* _The problem_
Every record must appear in your copy exactly as written, with no pictures.

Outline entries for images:
....................

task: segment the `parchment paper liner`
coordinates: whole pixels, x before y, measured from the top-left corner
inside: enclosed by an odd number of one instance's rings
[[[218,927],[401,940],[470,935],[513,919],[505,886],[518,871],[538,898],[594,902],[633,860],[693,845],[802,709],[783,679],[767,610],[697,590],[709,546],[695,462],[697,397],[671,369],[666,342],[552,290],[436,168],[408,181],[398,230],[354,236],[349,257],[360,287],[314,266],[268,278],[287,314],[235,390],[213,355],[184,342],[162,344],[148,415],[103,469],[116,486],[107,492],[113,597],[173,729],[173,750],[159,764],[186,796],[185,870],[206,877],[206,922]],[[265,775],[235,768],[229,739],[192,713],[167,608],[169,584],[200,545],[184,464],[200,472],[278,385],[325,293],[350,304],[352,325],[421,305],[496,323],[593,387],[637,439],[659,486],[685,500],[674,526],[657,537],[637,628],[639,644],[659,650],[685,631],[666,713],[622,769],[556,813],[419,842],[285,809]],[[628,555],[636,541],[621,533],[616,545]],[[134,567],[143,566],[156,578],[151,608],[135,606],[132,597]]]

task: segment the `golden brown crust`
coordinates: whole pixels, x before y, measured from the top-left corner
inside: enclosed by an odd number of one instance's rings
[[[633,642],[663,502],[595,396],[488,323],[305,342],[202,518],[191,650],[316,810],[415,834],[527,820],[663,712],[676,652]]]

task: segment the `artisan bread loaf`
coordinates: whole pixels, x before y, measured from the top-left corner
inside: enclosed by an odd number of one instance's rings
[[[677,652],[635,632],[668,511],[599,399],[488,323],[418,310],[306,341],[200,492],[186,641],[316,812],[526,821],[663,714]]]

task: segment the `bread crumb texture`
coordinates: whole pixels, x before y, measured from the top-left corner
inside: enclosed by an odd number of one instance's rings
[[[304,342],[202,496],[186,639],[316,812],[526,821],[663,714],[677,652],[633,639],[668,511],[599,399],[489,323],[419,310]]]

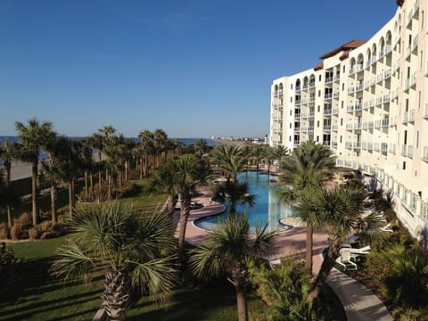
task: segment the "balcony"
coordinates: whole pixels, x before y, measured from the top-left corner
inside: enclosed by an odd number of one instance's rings
[[[388,152],[388,144],[381,143],[381,152]]]
[[[428,162],[428,146],[424,146],[422,160]]]
[[[403,115],[403,124],[415,121],[415,110],[410,110]]]
[[[401,156],[413,158],[413,145],[402,145],[401,146]]]

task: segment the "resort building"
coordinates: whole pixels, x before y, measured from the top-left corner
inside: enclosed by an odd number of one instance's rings
[[[271,145],[314,140],[373,176],[415,235],[428,231],[428,1],[406,0],[368,40],[273,81]]]

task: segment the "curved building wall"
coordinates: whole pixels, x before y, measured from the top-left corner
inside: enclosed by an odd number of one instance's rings
[[[271,86],[271,145],[329,146],[376,177],[414,235],[428,230],[427,9],[407,0],[366,43]]]

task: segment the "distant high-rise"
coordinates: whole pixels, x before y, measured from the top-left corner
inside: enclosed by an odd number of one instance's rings
[[[428,231],[427,9],[406,0],[369,40],[342,45],[271,88],[270,144],[329,146],[338,165],[377,178],[415,236]]]

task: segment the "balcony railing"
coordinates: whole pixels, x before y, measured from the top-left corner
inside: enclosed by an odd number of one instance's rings
[[[413,158],[413,145],[402,145],[401,146],[401,156]]]
[[[422,160],[428,162],[428,146],[424,146]]]

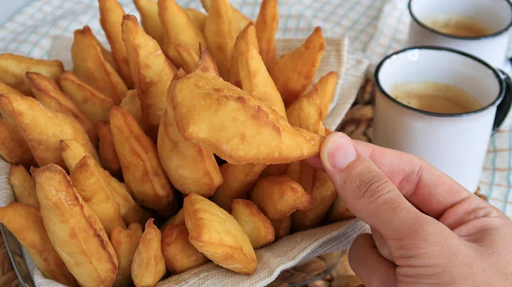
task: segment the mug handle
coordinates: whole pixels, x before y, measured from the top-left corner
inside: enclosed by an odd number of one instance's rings
[[[505,95],[496,108],[496,115],[493,125],[493,134],[499,129],[501,124],[505,121],[505,118],[506,118],[511,109],[511,106],[512,106],[512,79],[506,72],[500,69],[498,70],[505,80]]]

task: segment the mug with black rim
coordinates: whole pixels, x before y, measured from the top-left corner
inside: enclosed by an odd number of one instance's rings
[[[416,155],[471,192],[478,188],[489,139],[512,103],[512,82],[472,55],[419,46],[395,52],[377,66],[373,143]],[[391,94],[397,85],[437,82],[460,88],[478,101],[459,114],[419,109]]]
[[[435,45],[451,48],[481,58],[492,66],[512,72],[507,59],[512,3],[509,0],[410,0],[411,21],[408,47]],[[471,20],[484,26],[486,33],[455,35],[434,27],[432,18],[457,18]],[[451,19],[450,19],[451,17]]]

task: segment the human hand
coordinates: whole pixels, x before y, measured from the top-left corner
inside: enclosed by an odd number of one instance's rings
[[[349,251],[366,287],[512,286],[512,221],[425,161],[334,133],[309,163],[372,229]]]

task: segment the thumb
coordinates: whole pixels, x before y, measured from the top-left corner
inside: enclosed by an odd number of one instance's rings
[[[421,229],[422,222],[426,223],[426,215],[409,203],[346,135],[339,132],[329,135],[320,156],[347,207],[384,237],[410,234],[412,230]]]

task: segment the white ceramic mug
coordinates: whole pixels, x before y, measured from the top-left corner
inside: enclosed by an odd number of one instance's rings
[[[475,192],[489,138],[510,109],[510,79],[471,55],[424,46],[385,58],[375,69],[375,80],[378,92],[373,143],[422,158]],[[437,114],[408,107],[390,95],[394,85],[411,82],[460,87],[483,107],[464,114]]]
[[[508,0],[410,0],[411,16],[408,47],[447,47],[474,55],[494,67],[510,72],[507,50],[512,26],[512,4]],[[437,31],[427,24],[430,17],[462,16],[485,25],[491,33],[462,37]]]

....................

* _The answer_
task: segment the `parchment paper liner`
coordinates: whole pixels, x before y, measured from the top-left corner
inside: enclosed by an odd number of one instance's rings
[[[218,927],[401,940],[470,935],[513,919],[505,886],[518,871],[538,898],[594,902],[633,860],[693,845],[802,709],[783,679],[767,610],[697,590],[709,546],[695,462],[697,397],[671,369],[666,342],[552,290],[436,168],[408,181],[398,230],[354,236],[349,257],[360,287],[314,266],[268,278],[287,314],[235,390],[213,355],[184,342],[162,344],[148,415],[103,469],[116,486],[107,492],[113,597],[173,729],[173,750],[159,764],[186,796],[185,870],[206,877],[206,922]],[[265,775],[235,768],[229,739],[192,713],[167,608],[169,584],[200,545],[184,464],[200,472],[278,385],[325,293],[350,304],[352,325],[421,305],[496,323],[593,387],[637,439],[659,486],[685,500],[674,526],[657,537],[637,628],[639,644],[659,650],[685,631],[666,713],[622,769],[556,813],[419,842],[285,809]],[[628,555],[636,541],[621,533],[616,545]],[[134,567],[143,566],[156,578],[151,608],[135,606],[132,597]]]

task: segment the `golden brown crust`
coordinates: whole pixels, x before y, measured from the top-left corner
inside: enclosed by an odd number of one instance's rings
[[[633,642],[663,502],[595,396],[488,323],[305,342],[202,518],[191,650],[316,810],[415,834],[527,820],[663,712],[676,652]]]

task: segment the `artisan bread loaf`
coordinates: whole pixels, x before y, measured from the top-left corner
inside: enclosed by an odd number of one instance's rings
[[[677,652],[635,632],[668,511],[599,399],[488,323],[418,310],[306,341],[200,492],[186,641],[316,812],[526,821],[663,714]]]

task: segment the `bread crumb texture`
coordinates: whole pixels, x before y, measured from the top-left corner
inside: enclosed by an odd number of one instance's rings
[[[304,342],[202,496],[186,639],[316,812],[526,821],[663,714],[677,652],[633,639],[668,511],[599,399],[489,323],[419,310]]]

task: segment the "balcony"
coordinates: whole pixels, x before y, measured from the top-left corner
inside: enclosed by an odd number of one instance's rings
[[[388,152],[388,144],[381,143],[381,152]]]
[[[428,162],[428,146],[424,146],[422,160]]]
[[[403,115],[403,124],[415,121],[415,110],[410,110]]]
[[[401,156],[413,158],[413,145],[402,145],[401,146]]]

task: segment the "resort building"
coordinates: whole pixels, x before y, measured from the top-left corner
inside: enclosed by an odd number of one instance's rings
[[[271,145],[314,140],[373,176],[415,235],[428,231],[428,1],[406,0],[368,40],[273,81]]]

task: segment the "curved building wall"
coordinates: whole pixels, x before y, measured from the top-left corner
inside: enclosed by an odd number of one instance's rings
[[[271,86],[271,145],[329,146],[376,177],[414,235],[428,230],[427,9],[407,0],[366,43]]]

task: segment the "distant high-rise"
coordinates: whole pixels, x before y, measured from the top-left corner
inside: enclosed by an odd number of one instance's rings
[[[428,231],[427,9],[406,0],[369,40],[342,45],[271,88],[270,144],[329,146],[338,165],[377,178],[415,236]]]

task: segment the "balcony railing"
coordinates: whole pixels, x before y, measured from the top-left corner
inside: enclosed by an odd number of one instance's rings
[[[413,158],[413,145],[402,145],[401,146],[401,156]]]
[[[422,160],[428,162],[428,146],[424,146]]]

task: segment the mug handle
coordinates: whole pixels, x before y, measured from the top-left corner
inside: enclosed by an odd number of one instance's rings
[[[505,95],[496,108],[496,115],[493,125],[493,134],[499,129],[501,124],[505,121],[505,118],[506,118],[511,109],[511,106],[512,106],[512,79],[506,72],[500,69],[498,70],[505,80]]]

task: segment the mug with black rim
coordinates: whole pixels, x before y, measured from the top-left corner
inside: enclosed by an odd number of one instance's rings
[[[416,155],[471,192],[478,188],[489,139],[512,103],[512,82],[472,55],[419,46],[395,52],[377,66],[373,143]],[[391,94],[397,85],[437,82],[460,88],[478,101],[459,114],[419,109]]]
[[[435,45],[451,48],[481,58],[492,66],[512,72],[507,59],[512,3],[509,0],[410,0],[411,21],[408,47]],[[471,20],[484,26],[486,33],[455,35],[434,27],[432,18],[457,18]],[[451,19],[450,19],[451,17]]]

task: segment the human hand
coordinates: whole pixels, x before y, measured from the top-left corner
inside: enclosed by an odd number of one instance's rings
[[[349,251],[366,287],[512,286],[512,221],[425,161],[334,133],[309,163],[372,229]]]

task: segment the thumb
coordinates: whole pixels, x before y, measured from the top-left corner
inside: enclosed by an odd number of one instance's rings
[[[421,229],[422,222],[426,223],[426,215],[409,203],[346,135],[339,132],[329,135],[320,156],[347,207],[384,237],[410,234],[412,230]]]

task: segment the white ceramic mug
coordinates: whole pixels, x before y, measured from the top-left corner
inside: enclosed by an odd number of one instance's rings
[[[475,192],[489,138],[510,109],[510,79],[471,55],[424,46],[385,58],[375,69],[375,80],[378,92],[373,143],[422,158]],[[437,114],[408,107],[390,95],[394,85],[411,82],[460,87],[483,107],[464,114]]]
[[[508,0],[410,0],[411,16],[408,47],[447,47],[474,55],[494,67],[510,72],[507,50],[512,26],[512,4]],[[437,31],[427,24],[430,17],[462,16],[485,25],[491,33],[462,37]]]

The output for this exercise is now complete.